Short exercise:
Copy the data below character for character, starting at the line that contains "Batch job #47 — class: curly" and ending at the line that contains "504;365;590;465", with both of those lines included.

◇ ◇ ◇ ◇

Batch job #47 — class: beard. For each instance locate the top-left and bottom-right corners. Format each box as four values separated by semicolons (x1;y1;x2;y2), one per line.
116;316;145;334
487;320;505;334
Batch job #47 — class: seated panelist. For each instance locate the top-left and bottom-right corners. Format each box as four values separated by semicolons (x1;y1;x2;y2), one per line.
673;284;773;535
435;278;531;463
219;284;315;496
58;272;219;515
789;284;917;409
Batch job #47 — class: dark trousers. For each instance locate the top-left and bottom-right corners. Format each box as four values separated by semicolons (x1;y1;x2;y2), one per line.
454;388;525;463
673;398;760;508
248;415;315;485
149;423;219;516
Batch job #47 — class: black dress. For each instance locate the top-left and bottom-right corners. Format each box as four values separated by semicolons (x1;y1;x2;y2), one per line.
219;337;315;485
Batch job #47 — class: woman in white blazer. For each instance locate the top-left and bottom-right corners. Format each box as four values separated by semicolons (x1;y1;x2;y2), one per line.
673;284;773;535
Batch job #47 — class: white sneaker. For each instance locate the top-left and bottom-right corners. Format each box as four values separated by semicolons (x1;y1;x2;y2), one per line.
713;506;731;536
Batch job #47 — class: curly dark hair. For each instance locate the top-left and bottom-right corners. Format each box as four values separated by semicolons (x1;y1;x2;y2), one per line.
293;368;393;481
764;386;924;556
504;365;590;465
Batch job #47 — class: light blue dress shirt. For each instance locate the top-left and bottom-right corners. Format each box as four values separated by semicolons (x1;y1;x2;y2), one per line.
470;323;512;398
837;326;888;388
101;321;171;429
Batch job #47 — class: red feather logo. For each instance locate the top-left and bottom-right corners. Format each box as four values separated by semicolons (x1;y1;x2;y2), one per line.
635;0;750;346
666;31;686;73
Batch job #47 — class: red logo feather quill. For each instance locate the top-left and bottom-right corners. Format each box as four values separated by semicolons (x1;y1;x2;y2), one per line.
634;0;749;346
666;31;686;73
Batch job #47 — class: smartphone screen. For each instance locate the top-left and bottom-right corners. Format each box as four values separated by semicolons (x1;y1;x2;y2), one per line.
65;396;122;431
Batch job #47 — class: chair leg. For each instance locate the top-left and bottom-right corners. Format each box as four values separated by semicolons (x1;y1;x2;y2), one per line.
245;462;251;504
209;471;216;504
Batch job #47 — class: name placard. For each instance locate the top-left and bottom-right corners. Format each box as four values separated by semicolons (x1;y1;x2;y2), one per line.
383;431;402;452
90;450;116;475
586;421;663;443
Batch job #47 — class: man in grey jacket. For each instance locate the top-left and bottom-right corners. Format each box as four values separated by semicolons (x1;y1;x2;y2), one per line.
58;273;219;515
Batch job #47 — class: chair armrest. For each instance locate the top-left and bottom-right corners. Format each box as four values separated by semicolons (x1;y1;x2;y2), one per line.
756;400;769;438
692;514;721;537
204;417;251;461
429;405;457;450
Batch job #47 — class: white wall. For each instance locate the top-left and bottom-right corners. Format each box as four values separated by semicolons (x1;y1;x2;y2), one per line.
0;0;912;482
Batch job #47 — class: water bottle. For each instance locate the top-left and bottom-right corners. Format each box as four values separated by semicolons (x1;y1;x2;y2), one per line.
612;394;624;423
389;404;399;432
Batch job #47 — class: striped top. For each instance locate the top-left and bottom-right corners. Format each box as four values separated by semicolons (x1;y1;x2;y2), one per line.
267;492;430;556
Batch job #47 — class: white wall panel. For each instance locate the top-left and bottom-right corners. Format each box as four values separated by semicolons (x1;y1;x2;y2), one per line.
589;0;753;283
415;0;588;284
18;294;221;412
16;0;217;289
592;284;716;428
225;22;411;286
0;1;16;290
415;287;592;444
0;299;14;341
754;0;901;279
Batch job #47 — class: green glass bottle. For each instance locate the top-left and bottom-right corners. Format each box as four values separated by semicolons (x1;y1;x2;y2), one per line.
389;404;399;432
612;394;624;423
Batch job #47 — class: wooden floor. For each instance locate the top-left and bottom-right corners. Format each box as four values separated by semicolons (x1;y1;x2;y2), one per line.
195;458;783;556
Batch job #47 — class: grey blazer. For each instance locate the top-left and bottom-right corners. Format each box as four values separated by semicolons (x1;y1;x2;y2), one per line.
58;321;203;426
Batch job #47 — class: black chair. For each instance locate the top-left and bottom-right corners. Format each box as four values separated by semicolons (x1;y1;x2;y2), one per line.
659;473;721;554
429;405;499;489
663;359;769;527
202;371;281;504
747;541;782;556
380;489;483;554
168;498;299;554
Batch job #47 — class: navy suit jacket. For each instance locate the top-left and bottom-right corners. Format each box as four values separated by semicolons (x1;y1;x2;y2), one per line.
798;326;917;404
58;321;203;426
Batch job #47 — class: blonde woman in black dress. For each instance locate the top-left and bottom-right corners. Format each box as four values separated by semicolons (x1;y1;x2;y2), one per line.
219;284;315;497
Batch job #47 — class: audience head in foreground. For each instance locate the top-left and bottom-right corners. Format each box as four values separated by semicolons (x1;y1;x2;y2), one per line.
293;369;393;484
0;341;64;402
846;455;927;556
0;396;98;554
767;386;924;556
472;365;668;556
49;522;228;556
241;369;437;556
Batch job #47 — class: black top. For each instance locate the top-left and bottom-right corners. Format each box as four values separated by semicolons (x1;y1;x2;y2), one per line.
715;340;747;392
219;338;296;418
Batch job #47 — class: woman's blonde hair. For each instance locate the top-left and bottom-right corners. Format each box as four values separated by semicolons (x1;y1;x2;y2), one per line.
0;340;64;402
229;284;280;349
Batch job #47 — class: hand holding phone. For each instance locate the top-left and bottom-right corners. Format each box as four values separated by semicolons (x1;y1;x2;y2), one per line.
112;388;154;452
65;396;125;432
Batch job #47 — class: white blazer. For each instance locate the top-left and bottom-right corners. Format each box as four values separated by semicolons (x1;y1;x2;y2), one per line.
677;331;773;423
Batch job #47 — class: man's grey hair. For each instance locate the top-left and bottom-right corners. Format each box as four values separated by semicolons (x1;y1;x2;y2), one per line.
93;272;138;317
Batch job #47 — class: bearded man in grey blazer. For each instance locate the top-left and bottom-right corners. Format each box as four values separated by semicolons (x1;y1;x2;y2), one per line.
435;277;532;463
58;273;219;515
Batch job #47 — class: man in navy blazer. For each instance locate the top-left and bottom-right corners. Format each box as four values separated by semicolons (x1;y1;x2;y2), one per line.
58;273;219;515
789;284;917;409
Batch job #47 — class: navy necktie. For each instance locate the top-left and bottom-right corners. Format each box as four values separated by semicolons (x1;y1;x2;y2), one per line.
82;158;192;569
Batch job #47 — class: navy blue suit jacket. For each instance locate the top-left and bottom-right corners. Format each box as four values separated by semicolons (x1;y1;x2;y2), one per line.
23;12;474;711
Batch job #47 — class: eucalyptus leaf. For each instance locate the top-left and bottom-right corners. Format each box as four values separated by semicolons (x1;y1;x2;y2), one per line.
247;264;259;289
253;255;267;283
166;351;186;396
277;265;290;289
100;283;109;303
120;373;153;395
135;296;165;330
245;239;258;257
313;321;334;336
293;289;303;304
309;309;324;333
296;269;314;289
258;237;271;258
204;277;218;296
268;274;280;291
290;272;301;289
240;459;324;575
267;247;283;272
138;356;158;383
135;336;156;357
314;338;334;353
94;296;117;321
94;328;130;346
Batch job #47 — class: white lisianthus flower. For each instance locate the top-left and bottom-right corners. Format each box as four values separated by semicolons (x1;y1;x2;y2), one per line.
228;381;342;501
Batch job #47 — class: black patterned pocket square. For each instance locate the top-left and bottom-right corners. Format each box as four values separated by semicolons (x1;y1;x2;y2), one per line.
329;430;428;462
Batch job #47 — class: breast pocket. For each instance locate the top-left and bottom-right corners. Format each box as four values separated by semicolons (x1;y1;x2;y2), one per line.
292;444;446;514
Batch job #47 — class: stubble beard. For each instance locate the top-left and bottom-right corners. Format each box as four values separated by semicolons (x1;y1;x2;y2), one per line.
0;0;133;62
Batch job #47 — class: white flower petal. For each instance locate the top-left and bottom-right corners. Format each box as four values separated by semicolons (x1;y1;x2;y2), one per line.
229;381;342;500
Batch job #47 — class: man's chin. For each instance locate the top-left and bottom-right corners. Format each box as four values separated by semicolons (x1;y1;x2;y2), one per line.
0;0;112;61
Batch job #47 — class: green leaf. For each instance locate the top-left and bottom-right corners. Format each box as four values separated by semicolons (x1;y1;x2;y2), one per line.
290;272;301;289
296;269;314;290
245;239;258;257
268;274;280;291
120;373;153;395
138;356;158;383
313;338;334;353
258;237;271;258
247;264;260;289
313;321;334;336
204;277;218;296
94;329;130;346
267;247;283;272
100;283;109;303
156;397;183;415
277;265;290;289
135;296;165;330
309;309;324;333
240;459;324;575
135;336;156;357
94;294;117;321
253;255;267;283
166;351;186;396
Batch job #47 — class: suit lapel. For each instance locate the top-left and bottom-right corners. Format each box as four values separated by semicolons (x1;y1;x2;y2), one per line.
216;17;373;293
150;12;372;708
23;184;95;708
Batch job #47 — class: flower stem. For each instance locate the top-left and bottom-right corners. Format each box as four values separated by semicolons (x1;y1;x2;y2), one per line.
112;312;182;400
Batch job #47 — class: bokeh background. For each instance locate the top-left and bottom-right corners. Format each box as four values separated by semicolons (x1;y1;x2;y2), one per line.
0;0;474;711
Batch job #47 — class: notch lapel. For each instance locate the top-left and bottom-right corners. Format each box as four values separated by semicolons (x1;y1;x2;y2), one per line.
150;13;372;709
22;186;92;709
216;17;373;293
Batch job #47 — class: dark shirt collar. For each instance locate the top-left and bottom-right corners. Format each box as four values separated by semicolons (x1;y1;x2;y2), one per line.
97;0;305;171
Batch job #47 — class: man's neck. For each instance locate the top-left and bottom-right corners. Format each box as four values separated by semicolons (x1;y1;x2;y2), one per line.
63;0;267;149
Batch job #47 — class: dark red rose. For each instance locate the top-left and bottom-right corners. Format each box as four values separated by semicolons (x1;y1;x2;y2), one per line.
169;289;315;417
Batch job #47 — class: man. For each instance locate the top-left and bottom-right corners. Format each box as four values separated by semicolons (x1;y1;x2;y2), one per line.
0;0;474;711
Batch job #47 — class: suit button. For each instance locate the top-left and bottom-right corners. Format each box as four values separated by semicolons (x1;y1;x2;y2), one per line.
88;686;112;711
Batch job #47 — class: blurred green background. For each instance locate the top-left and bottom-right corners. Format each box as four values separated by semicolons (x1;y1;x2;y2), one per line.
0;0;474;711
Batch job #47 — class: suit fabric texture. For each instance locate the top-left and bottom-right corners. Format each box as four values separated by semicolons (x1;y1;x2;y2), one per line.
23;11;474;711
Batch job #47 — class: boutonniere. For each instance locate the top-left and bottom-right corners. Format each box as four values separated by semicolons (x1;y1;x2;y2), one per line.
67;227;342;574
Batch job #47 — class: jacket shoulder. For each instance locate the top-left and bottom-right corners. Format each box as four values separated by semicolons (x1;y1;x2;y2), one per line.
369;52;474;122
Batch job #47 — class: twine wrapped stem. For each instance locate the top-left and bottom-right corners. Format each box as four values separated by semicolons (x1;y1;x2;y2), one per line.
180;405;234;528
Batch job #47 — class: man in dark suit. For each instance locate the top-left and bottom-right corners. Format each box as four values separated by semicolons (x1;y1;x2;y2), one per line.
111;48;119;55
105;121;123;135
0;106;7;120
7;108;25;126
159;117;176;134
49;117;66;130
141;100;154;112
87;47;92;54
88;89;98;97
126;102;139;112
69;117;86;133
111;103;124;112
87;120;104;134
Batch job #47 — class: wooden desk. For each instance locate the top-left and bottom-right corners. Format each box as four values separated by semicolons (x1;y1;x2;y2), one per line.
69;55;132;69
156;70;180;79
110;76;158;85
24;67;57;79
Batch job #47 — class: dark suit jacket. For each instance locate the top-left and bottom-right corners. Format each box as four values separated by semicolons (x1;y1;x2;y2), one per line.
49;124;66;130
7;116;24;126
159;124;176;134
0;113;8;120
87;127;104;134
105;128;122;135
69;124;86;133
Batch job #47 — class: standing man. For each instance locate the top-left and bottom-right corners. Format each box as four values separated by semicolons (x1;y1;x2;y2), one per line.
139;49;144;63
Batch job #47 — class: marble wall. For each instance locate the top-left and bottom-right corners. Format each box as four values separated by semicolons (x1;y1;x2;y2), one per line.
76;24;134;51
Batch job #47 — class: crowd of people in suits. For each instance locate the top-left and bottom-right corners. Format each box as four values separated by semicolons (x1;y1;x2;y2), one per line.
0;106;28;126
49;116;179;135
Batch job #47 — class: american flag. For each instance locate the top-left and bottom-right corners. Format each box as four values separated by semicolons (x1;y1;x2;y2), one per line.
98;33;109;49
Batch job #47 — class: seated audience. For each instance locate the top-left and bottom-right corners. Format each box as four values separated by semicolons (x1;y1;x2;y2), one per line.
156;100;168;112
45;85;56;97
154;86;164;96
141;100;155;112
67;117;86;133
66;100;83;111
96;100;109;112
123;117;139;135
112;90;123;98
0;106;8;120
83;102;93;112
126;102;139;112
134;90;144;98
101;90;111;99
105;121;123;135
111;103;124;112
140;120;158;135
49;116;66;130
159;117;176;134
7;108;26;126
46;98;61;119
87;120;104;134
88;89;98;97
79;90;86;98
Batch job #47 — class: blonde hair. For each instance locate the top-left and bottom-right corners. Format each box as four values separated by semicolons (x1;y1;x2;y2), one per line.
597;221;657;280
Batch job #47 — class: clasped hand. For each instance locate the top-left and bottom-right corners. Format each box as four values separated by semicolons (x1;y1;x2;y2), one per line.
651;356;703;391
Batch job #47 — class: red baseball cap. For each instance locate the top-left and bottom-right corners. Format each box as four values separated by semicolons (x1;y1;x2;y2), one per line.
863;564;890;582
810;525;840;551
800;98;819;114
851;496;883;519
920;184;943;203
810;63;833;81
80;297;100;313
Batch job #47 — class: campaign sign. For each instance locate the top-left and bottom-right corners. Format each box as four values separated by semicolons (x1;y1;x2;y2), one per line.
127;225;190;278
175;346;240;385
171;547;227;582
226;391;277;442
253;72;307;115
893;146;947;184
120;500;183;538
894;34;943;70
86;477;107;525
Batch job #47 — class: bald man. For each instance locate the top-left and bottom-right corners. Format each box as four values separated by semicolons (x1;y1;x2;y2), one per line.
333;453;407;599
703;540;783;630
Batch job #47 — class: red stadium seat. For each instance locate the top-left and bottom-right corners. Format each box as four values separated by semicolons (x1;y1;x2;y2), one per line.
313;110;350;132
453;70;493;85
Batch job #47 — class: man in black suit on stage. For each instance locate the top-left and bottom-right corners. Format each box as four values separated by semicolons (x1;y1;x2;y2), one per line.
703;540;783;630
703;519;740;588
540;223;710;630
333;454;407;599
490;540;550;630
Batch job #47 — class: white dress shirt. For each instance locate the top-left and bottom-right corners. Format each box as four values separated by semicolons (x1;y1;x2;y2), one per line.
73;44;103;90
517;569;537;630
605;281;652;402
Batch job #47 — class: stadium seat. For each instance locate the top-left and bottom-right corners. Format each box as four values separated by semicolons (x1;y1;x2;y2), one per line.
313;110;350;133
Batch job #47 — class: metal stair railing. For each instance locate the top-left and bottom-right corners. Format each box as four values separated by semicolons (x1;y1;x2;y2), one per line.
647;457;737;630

◇ ◇ ◇ ◇

Finished answer:
Batch job #47 — class: curly dark hair. For each instance locate the top-left and bottom-right corners. Format each box as four values separated by semicolons (x1;y1;x2;y2), one per line.
293;368;393;481
764;386;924;556
504;365;590;465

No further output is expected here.